- _What you have to do_: Reproduce word for word the lines from the one containing "Target: dried cranberry" through the end of the records, both ends included.

+++ Dataset content

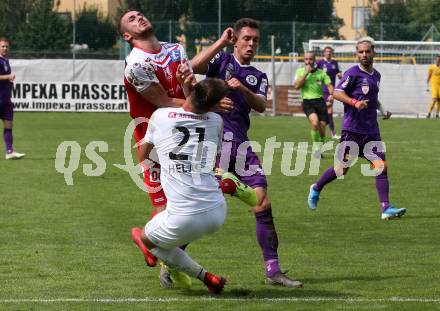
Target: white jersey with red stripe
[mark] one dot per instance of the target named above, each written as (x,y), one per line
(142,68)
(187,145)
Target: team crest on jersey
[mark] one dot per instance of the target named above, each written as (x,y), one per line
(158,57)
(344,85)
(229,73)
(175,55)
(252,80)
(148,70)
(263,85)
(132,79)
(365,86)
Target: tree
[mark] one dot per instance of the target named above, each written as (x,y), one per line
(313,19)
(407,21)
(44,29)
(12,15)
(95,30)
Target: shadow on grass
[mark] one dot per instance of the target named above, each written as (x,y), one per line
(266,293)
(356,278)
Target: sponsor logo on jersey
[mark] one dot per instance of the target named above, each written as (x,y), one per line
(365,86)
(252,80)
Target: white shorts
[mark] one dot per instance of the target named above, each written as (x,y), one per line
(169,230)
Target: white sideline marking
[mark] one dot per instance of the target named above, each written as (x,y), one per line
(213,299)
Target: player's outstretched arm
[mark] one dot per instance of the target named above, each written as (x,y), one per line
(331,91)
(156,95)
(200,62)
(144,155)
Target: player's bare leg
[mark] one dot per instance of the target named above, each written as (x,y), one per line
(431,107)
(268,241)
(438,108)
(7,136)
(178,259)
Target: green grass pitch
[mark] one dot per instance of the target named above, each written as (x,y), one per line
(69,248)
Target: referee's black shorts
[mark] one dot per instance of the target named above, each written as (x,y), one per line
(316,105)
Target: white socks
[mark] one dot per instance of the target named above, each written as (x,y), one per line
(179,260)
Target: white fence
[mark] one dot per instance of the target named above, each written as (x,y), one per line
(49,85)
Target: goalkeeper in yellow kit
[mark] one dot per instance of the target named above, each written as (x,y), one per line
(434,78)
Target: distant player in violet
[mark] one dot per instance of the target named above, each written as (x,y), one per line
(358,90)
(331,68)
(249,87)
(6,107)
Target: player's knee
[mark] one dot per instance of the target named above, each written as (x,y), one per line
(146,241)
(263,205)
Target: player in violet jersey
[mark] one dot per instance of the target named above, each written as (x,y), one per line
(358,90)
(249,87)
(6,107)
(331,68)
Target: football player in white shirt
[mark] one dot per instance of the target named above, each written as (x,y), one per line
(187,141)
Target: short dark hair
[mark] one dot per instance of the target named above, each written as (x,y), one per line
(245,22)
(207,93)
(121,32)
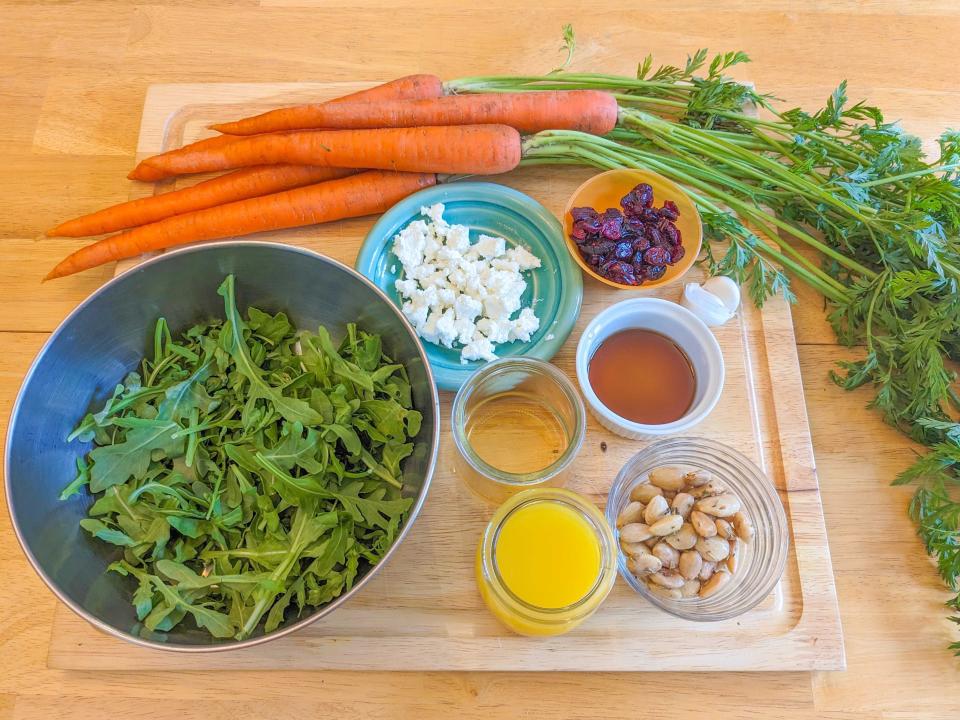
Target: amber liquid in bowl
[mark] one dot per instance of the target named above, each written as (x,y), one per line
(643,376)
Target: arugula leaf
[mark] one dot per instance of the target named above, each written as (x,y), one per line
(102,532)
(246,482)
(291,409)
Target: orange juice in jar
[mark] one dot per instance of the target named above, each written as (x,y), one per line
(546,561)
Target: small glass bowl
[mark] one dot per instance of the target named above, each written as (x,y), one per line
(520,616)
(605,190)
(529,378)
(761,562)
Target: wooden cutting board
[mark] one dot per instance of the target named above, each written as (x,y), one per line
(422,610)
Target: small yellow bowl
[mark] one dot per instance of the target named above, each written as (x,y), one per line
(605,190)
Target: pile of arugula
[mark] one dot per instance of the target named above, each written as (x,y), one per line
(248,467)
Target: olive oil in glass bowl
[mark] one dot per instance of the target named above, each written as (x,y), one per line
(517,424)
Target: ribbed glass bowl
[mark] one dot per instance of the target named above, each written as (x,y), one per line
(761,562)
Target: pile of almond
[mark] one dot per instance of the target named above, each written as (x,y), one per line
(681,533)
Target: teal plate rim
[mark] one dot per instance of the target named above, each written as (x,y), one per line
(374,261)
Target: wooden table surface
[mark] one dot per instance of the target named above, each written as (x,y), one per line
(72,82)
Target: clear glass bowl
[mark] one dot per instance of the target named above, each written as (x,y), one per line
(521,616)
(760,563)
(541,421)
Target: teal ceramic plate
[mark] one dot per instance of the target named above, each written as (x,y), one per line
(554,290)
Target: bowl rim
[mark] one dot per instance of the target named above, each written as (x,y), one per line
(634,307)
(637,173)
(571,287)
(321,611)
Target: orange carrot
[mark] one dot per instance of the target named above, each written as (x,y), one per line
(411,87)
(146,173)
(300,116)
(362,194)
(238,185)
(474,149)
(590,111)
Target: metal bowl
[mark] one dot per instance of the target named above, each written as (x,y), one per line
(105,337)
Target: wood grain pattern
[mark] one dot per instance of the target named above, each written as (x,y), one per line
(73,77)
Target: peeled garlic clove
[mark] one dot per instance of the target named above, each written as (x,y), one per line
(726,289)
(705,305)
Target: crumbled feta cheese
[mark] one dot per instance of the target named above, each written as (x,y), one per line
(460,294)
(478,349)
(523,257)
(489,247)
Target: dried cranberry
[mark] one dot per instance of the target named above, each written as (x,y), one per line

++++++

- _Expected answer_:
Target: dried cranberry
[mark] one dot per instance of the target named above, each written as (x,y), one per line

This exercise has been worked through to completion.